→ To do: Translate this sentence from the earnings call transcript below into Spanish: "First thing is because we're a membership club, we're pleased to see our members consistently using our houses."

→ Passage provided:
Operator, we can take the first question, please. As a reminder, you can either ask your questions over the phone or submit them over the webcast.

Operator

Thank you. We will now begin the question and answer session. We'll take our first question from Shaun Kelley at Bank of America.

Speaker 3

Hi, good morning everyone. Thank you for taking my questions. Andrew or Thomas, just hoping we could talk a little bit more about the consumer here. For many of us who've covered stocks throughout this earnings season, I feel like we've had a meaningful amount of mixed signals out there. And obviously, you have your own lens and a lot of market specific details.

Speaker 3

So you gave us couple of clues here. It sounded like footfall was up, but spending was down. But obviously, Thomas, you mentioned a couple of times the improvement through the quarter. So you help us break that down just a little further in terms of behavior? And if you were to strip out kind of dry January plus weather, just kind of how would you encapsulate the health of the consumer right now?

Speaker 2

Hi, Sean. So yes, I mean, we're seeing a similar picture to what you've been hearing from other folks. First thing is because we're a membership club, we're pleased to see our members consistently using our houses. So that's why our footfall trends are better than what you've been hearing or seeing across the general markets. That's real positive for us.

Speaker 2

What we've seen is when members come in, they're just spending a little bit less, a little bit more dry January. The good news is that we have definitely been seeing it get better sequentially throughout the year. I don't want to talk about weather. It's all about what we can do with our members. And the trend is improving, especially through March April and into May.

Speaker 2

The good news is that obviously we're protected differently than other folks that we have revenues coming in for membership. So that's why we can still post a total revenue growth for the quarter. But we are more confident than we were when we last talked to you about 8 weeks ago.

Speaker 3

Great. Thanks for that. And then just any geographic differences or call outs we've seen kind of the same. I mean there's been some areas that have been weaker than others, but obviously you have a couple of markets that are particularly important. So just anything in London or any differences in the European consumer versus or the European member versus the American side here, either spending or traffic patterns that are notable?

Speaker 2

The short answer is no. We haven't seen it's all very similar across every single region from Asia to America to Europe to the UK, both at the beginning of the year and what we're seeing substantially getting better. So it's pretty consistent, Sean.

Speaker 3

Thank you very much.

Operator

Next, we'll move to George Kelly at ROTH MKM. MKM.

Speaker 4

Hey, everyone. Thanks for taking my questions. So maybe if I could start with just a kind of follow-up from that first question. I was curious if you could give any more detail for quantification just around the improvement that you saw in in house spending. I don't know if you could contrast what the growth kind of look like in April versus January, that would be helpful.

Speaker 1

Hey, George. Sure. So look, if you think about overall, our growth was down mid single digits, like in the quarter. I'd say January was down high single digits, February was down middle single digits and then March April have improved to down low single digits.

Speaker 4

Okay, thank you. That's helpful. And then second question from me. You referenced these member surveys that you've done. And I'm curious, given the spending weakness that you've seen, I know some of it's out of your control.

→ Records provided:
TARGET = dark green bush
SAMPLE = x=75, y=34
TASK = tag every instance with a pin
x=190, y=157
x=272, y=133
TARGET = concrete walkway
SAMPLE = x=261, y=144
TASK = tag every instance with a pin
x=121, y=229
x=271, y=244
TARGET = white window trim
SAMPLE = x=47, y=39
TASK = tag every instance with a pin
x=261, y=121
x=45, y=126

* * *

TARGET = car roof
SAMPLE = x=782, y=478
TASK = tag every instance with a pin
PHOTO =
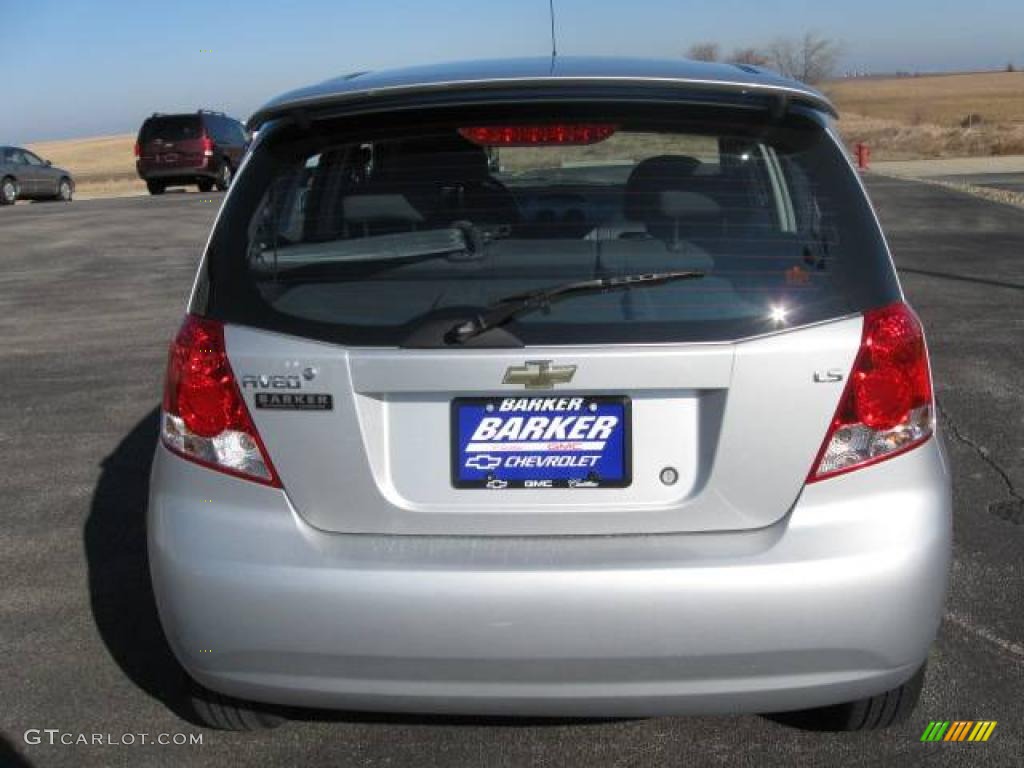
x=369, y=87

→ Finished exercise: Lo primero es que, como somos un club de membresía, nos complace ver que nuestros miembros usan nuestras casas de forma constante.